- Given text:
──────

# Would you root prune here?



## Jace (Apr 9, 2012)

One, both, or neither?


sorry bout the sideways pictures.

(Last picture shows canker area(Nectria I think...hope it recovers..)


----------



## sgreanbeans (Apr 9, 2012)

I think you would be safe taking that little one off.


----------



## ATH (Apr 9, 2012)

The question you posed is "Would you root prune here?". If somehow that ended up being my tree, the answer is *"NO"*.

I'd replace the tree. It is not big enough to deserve the investment needed to try to help it limp along. Everything you see there are advantageous roots - the primary root collar is probably another 4-6" down (if not more). How are you going to correct that? It looks like the tree is already in a depression.

If that is not acceptable to the client, I'd prune it in 2 stages. I drew on one of your pictures to propose what I'd do. Red lines now then the blue lines in 2-3 years max. View attachment 232933


All that for probably about the cost of buying a new tree the same size that will be in better shape for decades to come. (still have to pay for removal (not much) and planting)

(and I'll bet you an interweb nickle that the little tree in the background of picture 5154 was planted the same way...)


----------



## Jace (Apr 10, 2012)

ATH said:


> The question you posed is "Would you root prune here?". If somehow that ended up being my tree, the answer is *"NO"*.
> 
> I'd replace the tree. It is not big enough to deserve the investment needed to try to help it limp along. Everything you see there are advantageous roots - the primary root collar is probably another 4-6" down (if not more). How are you going to correct that? It looks like the tree is already in a depression.
> 
> ...

──────

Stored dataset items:
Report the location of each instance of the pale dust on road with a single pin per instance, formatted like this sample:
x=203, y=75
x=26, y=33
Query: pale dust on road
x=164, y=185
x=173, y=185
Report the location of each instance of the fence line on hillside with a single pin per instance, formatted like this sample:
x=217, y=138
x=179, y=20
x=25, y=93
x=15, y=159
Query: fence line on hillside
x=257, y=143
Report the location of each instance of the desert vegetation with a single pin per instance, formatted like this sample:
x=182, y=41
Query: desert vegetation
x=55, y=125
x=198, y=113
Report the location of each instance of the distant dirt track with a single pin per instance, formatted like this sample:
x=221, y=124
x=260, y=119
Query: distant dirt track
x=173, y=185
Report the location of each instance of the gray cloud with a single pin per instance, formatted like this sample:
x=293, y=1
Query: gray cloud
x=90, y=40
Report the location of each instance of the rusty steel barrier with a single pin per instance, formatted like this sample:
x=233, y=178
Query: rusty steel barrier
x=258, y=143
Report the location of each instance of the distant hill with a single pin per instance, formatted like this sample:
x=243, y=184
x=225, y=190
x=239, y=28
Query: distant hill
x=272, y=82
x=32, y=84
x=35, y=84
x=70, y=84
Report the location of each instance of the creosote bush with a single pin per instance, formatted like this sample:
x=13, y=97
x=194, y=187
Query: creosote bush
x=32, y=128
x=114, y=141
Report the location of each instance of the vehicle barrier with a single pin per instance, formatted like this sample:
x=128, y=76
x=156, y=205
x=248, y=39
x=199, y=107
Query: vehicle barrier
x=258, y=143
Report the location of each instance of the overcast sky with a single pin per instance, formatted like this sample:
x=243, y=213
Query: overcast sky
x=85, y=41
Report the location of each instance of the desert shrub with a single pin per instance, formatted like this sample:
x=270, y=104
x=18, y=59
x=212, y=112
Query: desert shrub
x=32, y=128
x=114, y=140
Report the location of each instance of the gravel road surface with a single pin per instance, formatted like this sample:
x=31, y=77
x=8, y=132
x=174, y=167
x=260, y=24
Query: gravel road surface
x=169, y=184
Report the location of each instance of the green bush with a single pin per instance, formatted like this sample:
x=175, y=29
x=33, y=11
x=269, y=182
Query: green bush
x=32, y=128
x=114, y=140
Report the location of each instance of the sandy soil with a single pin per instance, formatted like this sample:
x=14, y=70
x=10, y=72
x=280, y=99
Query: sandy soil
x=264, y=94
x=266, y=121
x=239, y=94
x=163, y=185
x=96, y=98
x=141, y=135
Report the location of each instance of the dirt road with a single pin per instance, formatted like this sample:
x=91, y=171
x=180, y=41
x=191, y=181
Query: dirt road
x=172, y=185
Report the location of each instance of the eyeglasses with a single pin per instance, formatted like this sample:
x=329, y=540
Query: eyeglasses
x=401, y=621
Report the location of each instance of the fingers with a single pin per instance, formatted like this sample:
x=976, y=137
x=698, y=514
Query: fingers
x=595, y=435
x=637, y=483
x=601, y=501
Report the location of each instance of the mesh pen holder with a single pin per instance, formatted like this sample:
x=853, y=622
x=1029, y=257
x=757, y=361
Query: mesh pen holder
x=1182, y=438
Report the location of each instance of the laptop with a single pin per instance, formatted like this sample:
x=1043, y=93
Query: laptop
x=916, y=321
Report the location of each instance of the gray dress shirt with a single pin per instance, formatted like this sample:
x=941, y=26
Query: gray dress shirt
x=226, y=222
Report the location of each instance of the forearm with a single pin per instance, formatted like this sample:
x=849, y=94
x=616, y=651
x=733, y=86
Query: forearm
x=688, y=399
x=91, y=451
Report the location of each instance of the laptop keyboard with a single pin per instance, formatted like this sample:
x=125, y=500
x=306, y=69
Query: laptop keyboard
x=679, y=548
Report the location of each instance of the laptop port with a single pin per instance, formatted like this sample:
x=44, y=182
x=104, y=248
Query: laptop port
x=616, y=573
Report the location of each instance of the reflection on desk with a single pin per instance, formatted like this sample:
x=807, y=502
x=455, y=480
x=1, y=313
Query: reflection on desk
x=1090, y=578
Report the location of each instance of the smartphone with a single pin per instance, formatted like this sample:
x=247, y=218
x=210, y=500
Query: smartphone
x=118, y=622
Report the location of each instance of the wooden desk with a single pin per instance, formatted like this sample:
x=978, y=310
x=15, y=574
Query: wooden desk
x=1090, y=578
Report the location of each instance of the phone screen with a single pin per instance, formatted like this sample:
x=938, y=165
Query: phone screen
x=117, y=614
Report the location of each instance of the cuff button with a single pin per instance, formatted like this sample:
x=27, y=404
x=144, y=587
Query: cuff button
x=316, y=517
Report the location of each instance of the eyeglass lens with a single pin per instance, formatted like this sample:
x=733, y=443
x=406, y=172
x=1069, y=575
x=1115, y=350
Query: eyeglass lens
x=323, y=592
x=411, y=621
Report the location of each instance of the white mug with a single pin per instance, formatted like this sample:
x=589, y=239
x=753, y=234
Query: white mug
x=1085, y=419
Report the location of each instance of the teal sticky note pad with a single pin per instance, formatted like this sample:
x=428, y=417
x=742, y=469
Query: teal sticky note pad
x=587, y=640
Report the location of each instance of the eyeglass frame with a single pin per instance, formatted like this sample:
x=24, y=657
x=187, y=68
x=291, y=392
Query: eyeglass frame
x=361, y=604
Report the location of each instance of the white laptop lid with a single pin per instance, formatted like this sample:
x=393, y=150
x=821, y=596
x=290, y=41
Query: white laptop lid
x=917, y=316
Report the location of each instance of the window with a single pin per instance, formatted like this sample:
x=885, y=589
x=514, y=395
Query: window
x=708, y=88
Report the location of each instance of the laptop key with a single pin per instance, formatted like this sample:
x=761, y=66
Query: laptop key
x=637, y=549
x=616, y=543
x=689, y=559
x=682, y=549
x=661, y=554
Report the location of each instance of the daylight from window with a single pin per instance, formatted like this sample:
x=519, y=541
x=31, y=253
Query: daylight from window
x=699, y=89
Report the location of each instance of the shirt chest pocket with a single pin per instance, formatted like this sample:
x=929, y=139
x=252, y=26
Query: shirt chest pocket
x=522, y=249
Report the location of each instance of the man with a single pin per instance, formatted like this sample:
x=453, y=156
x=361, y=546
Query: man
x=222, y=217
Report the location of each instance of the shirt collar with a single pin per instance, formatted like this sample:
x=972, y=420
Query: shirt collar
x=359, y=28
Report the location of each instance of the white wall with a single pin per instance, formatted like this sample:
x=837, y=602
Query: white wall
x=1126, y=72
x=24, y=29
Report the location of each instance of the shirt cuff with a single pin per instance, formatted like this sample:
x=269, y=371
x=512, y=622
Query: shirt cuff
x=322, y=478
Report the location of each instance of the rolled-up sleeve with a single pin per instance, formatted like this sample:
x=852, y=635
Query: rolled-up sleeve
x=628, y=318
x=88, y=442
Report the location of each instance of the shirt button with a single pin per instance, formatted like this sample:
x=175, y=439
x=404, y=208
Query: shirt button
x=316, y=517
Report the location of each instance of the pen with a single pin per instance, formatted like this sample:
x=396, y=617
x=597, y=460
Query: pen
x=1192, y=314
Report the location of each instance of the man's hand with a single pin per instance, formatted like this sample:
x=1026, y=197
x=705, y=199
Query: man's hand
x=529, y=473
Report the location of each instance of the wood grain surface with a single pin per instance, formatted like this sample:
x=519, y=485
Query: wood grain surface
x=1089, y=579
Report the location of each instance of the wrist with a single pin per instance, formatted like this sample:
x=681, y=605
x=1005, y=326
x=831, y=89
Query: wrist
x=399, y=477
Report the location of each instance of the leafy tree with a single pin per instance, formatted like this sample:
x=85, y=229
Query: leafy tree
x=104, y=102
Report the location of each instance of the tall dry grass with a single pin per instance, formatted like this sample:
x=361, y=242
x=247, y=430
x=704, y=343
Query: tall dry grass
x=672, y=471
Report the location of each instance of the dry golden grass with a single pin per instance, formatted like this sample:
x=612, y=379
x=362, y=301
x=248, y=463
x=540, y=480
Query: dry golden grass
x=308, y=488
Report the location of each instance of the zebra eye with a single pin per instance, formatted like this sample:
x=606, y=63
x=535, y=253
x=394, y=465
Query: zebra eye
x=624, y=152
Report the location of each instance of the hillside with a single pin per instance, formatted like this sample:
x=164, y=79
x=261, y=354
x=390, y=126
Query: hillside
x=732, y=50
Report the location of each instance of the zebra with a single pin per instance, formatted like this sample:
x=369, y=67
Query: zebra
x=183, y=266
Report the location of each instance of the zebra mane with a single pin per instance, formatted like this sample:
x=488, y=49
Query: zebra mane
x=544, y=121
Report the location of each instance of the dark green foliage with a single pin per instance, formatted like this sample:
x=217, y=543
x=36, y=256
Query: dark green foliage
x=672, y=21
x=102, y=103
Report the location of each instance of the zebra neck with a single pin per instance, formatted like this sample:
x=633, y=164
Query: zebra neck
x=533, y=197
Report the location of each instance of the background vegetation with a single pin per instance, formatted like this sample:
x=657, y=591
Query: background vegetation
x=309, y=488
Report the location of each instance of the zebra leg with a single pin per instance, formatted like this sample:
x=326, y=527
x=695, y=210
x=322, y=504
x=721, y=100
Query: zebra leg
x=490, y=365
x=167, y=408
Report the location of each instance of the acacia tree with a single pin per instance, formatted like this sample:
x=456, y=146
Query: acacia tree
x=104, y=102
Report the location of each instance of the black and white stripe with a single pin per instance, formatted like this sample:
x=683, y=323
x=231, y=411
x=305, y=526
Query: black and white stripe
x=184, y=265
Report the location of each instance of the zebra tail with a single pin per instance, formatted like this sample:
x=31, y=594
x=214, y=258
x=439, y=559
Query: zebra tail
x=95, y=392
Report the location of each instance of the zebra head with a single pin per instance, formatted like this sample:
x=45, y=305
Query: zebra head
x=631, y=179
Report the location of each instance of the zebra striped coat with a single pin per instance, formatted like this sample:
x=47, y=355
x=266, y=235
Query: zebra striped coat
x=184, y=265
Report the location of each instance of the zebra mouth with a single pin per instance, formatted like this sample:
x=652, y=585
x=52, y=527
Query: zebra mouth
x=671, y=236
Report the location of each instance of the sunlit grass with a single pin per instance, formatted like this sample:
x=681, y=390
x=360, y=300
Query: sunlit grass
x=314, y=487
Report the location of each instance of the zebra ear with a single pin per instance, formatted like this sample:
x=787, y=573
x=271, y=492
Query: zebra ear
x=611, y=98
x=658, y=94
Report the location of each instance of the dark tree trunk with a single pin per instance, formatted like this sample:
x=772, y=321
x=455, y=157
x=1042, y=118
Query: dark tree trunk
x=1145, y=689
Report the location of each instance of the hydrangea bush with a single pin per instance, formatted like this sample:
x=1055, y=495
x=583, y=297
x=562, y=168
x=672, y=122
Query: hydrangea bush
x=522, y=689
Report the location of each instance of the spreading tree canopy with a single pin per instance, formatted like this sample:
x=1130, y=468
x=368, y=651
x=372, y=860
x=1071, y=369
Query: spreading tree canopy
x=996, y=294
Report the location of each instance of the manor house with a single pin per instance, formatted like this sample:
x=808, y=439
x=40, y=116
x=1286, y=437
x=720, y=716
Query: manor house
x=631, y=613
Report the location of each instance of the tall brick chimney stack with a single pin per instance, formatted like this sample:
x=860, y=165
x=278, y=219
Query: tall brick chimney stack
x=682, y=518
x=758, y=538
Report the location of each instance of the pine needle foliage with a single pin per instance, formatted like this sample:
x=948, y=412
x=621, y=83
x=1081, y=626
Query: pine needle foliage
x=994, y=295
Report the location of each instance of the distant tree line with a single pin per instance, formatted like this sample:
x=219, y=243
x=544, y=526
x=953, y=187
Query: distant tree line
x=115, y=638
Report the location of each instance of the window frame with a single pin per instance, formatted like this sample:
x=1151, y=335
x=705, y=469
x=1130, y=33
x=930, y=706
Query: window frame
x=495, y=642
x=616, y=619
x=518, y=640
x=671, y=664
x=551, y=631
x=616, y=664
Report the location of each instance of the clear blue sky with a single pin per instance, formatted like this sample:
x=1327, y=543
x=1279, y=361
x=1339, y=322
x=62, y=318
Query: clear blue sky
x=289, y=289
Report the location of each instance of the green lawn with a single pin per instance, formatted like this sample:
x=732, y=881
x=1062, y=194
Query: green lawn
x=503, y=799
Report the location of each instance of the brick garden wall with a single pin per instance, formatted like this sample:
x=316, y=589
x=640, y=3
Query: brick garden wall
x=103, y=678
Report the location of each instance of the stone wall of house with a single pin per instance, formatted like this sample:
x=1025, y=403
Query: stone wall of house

──────

- Tasks to carry out:
A) List the usernames of everyone who posted in the root pruning thread, naming each one once.
B) In the root pruning thread, retype the passage that begins at the words "(and I'll bet" and stop after "(Apr 10, 2012)".
C) Write what comes next in the forum thread about root pruning, starting after its final line.

- Per-task answers:
A) Jace, sgreanbeans, ATH

B)
(and I'll bet you an interweb nickle that the little tree in the background of picture 5154 was planted the same way...)


----------



## Jace (Apr 10, 2012)

C)
ATH, if there has been other trees asside from the one above, planted improperly very early this spring, and the roots were not separated apart/"worked thru" very good(plastic containered), and possibly even too deep of planting, can they be pulled up after a little careful digging around, and be replanted properly? I mean, how late is too late after planting(to redo it), is it not mostly dependant upon being able to get them out without damage?
Is it possible to soak down the root zone real good a day or two, then try to pull straight up on the tree to get it out, as long as there no roots popping/breaking, and redo it....?

And what about trees planted even a yr ago....? 

Couldn't a guy, IF(big IF) he wanted to, air spade a younger tree out real good, pull it to rework the root area, and then replant it? Main thing to keep roots moist and undamaged right? (Not that its the best option, but it is an option right?)
Just throwing stuff out there to learn....


----------



## Jace (Apr 11, 2012)

Here is yet another tree. Photos are not very good, but as good as i could get. Should I prune back this root to a lateral, working my way back toward tha flare each year pruning one time(annuallly), and try to get there in 3 years??
Should I take the whole thing off in one shot next to the flare. Leave it?? Not sure what to do.
The leaves dont look so good on the lower canopy(smaller, slighlt wilted looking), but get bigger/better the higher up the tree they go. Also,the roots on this tree came in a plastic container, and were not untangled very well like they should have been, so Im not sure whats down there. It had been planted last year, late spring. What do ya think ATH? And...maybe u can draw me a line on this one(if hard to relay thru typing)...?

Its sort of a small root attached on the top, and bigger underneath...two grown together or something??? (adventicious mess from small container ?)


----------



## ATH (Apr 11, 2012)

First, I am not claiming to be some well-seasoned expert. I have been plaing with my airknife since 2006, so I am on a learning journey with you. Just sharing my thoughts - take them for what they are worth, mix them with other stuff you find and let us know what you come up with so we can all get better together!



Jace said:


> if there has been other trees asside from the one above, planted improperly very early this spring, and the roots were not separated apart/"worked thru" very good(plastic containered), and possibly even too deep of planting, can they be pulled up after a little careful digging around, and be replanted properly? I mean, how late is too late after planting(to redo it), is it not mostly dependant upon being able to get them out without damage?
> Is it possible to soak down the root zone real good a day or two, then try to pull straight up on the tree to get it out, as long as there no roots popping/breaking, and redo it....?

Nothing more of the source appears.